• [EXERCISE BRIEF]: Without including any pictures, return the records below exactly as written.

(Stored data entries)
☆ ☆ ☆ ☆
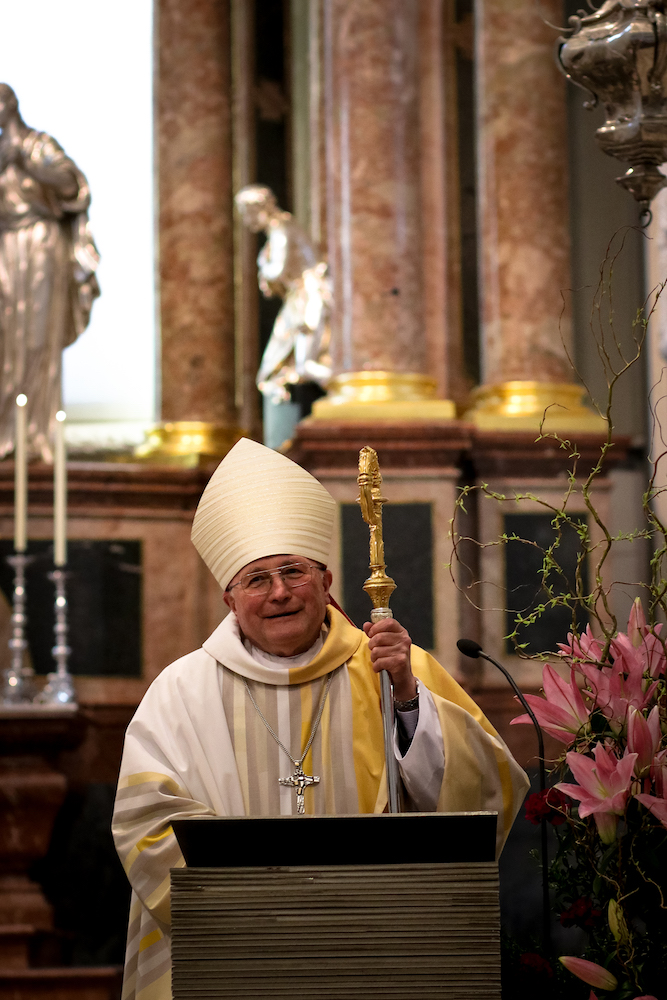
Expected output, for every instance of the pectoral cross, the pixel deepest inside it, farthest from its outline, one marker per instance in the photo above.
(299, 782)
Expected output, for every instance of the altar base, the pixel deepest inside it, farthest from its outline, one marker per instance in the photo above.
(410, 931)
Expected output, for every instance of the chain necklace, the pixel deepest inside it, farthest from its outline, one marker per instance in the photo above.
(298, 780)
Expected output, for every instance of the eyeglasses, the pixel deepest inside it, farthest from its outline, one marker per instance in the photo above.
(260, 582)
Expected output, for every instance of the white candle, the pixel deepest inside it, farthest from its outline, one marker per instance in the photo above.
☆ ☆ ☆ ☆
• [TASK SOLUTION]:
Expected output, for every instance of the pectoral cross, the pixel deepest inside it, farthest from its outline, one marker per instance in the photo above.
(299, 782)
Expected output, for every instance of the altar base, the pixel deepest inside it, farthest from its outline, one marker per instance in the photo above.
(410, 931)
Expected output, for every instance of the chain necklace, the pixel deepest inside it, farthest from its outline, one marker per instance in the photo above.
(298, 780)
Expected output, for every instance of the eyeglasses, the pixel deepest inside it, farthest from its outline, one marker per instance in the photo above.
(260, 582)
Expected output, for every instance of the white candle, the pixel deepest inside it, farthest from its outline, one marker per instance in the photo above.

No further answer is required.